- SOURCE EXCERPT
┌──
H-Bridge Sine Wave Inverter Circuit using Arduino

In this article I will explain how we can build an Arduino-controlled H-Bridge sine wave inverter circuit using some easy parts. So this thing will basically convert DC into AC but in a way that looks like a sine wave, right? We are using an Arduino to generate PWM signals and these signals will drive an H-Bridge circuit made using IR2110 MOSFET driver ICs and power MOSFETs. This setup will allow us to switch MOSFETs in a controlled manner and create an AC output from our DC supply.

Understanding the Circuit Design

If you don't want to read the whole explanation, you can watch this video instead:

Now let us see the circuit diagram below and learn how this thing is actually working. We see the following main parts in the circuit:

Arduino Board – This is our brain. It gives out SPWM pulses that decide how our circuit will run.
└──
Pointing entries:
┌──
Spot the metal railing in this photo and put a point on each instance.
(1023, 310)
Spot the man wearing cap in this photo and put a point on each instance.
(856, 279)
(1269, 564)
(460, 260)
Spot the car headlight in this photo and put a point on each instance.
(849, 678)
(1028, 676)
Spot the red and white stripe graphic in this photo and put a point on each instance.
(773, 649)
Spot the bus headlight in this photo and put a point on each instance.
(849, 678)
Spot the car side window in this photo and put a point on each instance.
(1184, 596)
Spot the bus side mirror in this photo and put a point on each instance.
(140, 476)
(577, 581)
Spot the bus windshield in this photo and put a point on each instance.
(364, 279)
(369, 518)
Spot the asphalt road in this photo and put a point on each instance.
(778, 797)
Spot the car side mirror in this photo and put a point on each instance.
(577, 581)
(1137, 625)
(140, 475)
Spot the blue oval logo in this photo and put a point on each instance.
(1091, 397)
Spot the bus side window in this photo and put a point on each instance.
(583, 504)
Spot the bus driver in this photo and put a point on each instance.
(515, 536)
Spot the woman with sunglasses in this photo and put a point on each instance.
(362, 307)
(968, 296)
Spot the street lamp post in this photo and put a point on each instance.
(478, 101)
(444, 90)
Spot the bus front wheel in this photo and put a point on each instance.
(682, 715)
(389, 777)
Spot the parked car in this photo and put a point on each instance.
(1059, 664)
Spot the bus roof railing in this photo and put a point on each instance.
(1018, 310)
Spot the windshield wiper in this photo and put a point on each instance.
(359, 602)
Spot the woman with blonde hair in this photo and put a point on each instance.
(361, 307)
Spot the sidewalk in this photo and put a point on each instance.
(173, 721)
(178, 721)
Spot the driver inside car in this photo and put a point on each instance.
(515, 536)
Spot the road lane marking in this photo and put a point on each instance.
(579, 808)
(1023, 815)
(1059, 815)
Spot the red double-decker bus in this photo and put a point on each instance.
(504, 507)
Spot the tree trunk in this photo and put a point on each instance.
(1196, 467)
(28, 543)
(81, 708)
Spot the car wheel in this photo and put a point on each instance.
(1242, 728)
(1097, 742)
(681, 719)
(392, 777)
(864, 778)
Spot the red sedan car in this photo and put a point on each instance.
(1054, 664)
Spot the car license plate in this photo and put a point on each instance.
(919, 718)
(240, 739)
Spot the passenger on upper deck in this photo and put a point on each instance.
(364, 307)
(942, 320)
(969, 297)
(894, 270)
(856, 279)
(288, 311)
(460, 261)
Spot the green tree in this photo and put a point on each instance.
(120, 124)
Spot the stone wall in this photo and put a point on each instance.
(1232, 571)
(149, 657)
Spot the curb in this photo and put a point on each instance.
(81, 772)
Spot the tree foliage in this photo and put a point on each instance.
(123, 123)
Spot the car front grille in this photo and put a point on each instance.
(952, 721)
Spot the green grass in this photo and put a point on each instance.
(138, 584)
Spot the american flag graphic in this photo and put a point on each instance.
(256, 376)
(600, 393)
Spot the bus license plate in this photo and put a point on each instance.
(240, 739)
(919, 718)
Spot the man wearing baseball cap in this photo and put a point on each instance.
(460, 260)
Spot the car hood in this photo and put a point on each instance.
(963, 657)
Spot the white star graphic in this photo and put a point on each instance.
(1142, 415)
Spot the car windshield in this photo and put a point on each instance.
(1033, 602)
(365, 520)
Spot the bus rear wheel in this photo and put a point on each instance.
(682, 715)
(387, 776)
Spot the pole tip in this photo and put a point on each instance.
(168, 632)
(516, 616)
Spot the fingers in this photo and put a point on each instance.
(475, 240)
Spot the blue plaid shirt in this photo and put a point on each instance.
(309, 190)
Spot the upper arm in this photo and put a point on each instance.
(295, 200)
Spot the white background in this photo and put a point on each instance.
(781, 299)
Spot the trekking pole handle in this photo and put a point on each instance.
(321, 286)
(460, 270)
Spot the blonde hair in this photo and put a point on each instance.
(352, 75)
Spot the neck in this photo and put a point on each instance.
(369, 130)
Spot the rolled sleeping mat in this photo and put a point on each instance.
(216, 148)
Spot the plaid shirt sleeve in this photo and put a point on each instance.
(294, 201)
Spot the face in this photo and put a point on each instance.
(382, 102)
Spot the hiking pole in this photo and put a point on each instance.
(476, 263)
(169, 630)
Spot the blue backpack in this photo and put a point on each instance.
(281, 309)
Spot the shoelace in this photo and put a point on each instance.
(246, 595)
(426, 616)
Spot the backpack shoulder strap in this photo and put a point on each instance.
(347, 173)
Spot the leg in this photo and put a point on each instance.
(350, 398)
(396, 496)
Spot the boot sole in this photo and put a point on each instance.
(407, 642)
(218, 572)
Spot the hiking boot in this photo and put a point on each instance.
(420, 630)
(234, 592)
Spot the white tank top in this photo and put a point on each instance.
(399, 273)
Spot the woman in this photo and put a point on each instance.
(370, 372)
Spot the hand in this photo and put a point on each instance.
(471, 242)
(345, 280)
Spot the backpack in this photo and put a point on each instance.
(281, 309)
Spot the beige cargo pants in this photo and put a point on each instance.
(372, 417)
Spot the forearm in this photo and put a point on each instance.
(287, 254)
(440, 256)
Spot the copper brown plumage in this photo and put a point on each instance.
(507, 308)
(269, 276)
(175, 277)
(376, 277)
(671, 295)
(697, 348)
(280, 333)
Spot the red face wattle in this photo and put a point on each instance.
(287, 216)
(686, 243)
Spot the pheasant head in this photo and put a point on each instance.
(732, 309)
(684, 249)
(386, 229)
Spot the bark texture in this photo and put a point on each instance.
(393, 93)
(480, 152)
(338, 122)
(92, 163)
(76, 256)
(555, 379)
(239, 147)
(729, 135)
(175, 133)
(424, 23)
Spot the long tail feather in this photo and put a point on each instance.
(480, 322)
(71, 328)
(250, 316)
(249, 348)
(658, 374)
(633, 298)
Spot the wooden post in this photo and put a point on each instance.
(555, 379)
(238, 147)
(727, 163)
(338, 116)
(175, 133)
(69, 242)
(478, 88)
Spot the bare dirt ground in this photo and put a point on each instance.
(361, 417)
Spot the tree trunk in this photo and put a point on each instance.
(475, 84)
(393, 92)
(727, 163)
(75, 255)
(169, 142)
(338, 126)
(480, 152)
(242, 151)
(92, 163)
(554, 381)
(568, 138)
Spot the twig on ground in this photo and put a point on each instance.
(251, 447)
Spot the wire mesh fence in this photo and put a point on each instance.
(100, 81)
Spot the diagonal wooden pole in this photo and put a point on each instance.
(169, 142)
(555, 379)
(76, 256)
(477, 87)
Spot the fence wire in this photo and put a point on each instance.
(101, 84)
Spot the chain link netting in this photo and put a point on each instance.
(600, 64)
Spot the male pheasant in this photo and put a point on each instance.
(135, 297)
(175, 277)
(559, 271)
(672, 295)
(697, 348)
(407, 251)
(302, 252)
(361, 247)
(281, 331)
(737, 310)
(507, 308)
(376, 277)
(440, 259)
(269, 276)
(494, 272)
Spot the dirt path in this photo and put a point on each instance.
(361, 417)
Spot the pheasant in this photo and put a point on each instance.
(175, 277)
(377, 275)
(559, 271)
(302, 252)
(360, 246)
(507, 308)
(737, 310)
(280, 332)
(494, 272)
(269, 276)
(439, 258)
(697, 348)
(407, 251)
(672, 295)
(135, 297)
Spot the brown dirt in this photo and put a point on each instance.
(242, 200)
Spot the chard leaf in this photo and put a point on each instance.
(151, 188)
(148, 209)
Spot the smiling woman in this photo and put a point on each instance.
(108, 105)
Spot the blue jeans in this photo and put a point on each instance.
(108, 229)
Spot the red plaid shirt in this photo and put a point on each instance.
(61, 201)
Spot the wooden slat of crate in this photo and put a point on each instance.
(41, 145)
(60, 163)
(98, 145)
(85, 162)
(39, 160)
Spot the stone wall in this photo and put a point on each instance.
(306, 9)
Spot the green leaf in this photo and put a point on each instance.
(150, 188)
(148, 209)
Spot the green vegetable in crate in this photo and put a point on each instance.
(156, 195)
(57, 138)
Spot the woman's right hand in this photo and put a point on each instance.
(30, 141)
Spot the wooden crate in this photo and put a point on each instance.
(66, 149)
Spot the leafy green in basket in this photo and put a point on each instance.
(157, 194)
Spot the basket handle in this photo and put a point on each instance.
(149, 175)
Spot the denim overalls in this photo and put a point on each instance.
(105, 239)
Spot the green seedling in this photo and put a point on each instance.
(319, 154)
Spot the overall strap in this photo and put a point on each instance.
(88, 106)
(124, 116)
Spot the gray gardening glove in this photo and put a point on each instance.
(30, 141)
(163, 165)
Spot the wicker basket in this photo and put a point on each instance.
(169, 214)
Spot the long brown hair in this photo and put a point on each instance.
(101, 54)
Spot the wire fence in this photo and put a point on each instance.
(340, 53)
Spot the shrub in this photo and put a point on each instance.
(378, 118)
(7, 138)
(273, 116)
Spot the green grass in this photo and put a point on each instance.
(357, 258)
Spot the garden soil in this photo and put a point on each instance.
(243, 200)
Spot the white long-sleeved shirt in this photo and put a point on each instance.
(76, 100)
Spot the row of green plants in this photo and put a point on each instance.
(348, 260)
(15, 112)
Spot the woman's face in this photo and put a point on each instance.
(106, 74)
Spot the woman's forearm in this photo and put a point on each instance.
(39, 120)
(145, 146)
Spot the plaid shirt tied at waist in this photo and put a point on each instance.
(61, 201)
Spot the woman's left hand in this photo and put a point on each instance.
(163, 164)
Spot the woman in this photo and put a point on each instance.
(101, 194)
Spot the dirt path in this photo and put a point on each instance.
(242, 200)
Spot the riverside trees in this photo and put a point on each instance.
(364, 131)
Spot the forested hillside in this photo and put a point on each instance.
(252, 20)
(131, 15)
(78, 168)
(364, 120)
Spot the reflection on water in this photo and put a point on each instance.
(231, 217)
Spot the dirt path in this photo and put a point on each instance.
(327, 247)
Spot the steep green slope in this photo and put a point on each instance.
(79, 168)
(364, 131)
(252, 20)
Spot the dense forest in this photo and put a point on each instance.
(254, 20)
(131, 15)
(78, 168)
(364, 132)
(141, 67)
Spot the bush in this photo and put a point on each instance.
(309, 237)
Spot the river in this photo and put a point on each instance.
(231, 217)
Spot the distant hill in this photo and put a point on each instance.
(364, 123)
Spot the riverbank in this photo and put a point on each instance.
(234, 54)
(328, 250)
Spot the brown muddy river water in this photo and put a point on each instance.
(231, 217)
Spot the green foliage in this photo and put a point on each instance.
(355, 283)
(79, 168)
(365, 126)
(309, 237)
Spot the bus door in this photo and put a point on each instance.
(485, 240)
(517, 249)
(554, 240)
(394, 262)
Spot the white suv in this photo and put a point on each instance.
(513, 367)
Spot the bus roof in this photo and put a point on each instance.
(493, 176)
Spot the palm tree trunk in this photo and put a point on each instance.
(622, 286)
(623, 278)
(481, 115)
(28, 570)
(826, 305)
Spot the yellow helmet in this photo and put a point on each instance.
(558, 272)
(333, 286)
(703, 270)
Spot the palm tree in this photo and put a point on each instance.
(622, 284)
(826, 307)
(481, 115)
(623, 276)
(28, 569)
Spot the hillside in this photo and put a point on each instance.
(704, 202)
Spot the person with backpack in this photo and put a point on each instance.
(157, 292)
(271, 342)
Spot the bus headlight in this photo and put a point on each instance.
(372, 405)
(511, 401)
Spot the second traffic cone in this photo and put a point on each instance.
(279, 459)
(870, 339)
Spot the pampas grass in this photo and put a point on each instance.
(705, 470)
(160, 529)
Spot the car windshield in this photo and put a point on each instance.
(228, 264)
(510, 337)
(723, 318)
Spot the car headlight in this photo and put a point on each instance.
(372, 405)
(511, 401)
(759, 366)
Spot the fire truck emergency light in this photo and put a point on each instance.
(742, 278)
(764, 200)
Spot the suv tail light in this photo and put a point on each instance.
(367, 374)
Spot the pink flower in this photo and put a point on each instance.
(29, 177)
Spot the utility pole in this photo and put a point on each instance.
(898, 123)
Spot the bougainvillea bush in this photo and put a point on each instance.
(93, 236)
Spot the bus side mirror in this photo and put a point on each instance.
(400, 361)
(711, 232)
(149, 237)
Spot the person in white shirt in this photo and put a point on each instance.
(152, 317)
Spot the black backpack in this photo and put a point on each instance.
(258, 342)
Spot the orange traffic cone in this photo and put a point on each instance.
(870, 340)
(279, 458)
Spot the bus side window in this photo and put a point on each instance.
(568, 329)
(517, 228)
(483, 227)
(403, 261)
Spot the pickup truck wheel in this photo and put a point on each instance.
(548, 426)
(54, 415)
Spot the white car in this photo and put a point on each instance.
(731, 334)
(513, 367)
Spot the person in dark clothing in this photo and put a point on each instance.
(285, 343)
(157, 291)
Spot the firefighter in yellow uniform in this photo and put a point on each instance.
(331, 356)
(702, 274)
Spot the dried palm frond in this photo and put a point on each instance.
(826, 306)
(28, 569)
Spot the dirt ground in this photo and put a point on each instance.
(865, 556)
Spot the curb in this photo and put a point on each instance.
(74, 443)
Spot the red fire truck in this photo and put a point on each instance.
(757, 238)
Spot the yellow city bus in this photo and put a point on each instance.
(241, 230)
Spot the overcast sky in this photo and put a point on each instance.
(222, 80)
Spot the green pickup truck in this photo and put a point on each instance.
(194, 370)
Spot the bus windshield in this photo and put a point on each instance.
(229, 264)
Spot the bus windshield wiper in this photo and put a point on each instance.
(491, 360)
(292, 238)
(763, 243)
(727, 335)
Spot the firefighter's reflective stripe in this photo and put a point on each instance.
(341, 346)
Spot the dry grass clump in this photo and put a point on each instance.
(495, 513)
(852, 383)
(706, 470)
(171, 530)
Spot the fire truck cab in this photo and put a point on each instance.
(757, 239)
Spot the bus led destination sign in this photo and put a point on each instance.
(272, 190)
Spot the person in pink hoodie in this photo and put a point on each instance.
└──
- PROBLEM 1
Reproduce the stretch of the inverter article from "H-Bridge Sine Wave Inverter Circuit using Arduino" through "our DC supply.", substituting "Full-Bridge" for every occurrence of "H-Bridge".
- PROBLEM 2
Extend the inverter article, picking up immediately after its final sentence.

- FINAL ANSWER 1
Full-Bridge Sine Wave Inverter Circuit using Arduino

In this article I will explain how we can build an Arduino-controlled Full-Bridge sine wave inverter circuit using some easy parts. So this thing will basically convert DC into AC but in a way that looks like a sine wave, right? We are using an Arduino to generate PWM signals and these signals will drive an Full-Bridge circuit made using IR2110 MOSFET driver ICs and power MOSFETs. This setup will allow us to switch MOSFETs in a controlled manner and create an AC output from our DC supply.

- FINAL ANSWER 2
IR2110 MOSFET Driver ICs (IC1 and IC2) – These devices take the standard SPWM signals from Arduino and make them compatible to switch the 4 N-channel H-bridge MOSFETs properly, using bootstrapping method.

MOSFETs (Q1, Q2, Q3, Q4) – These are the power switches. They turn the DC power ON and OFF in a specific way to create AC at the output.

Diodes (1N4007) and capacitors – These are for enabling the correct working of the bootstrapping network of the ICs for perfect switching of the 4 MOSFETs.

Other Capacitors and Resistors – These are small but very important because they keep everything running smoothly.

Power Supply – We need +12V and +5V for Arduino and the IR2110 ICs, and a high DC voltage for the MOSFETs, as per the load specifications.

What is Happening in the Circuit?

Now let us see how this works step by step:

Arduino generates SPWM signals at two output pins (Pin 8 and Pin 9). These signals keep changing width to create a shape equivalent to a AC sine wave.

IR2110 ICs receive these PWM signals and use them to switch the MOSFETs ON and OFF in a very specific way.

The H-Bridge made using four MOSFETs converts the DC bus supply into AC-like output by switching the current direction through the load using the SPWM switching.

At the output we get a sine wave approximation which means it looks like a sine wave but is actually made of fast-switching pulses.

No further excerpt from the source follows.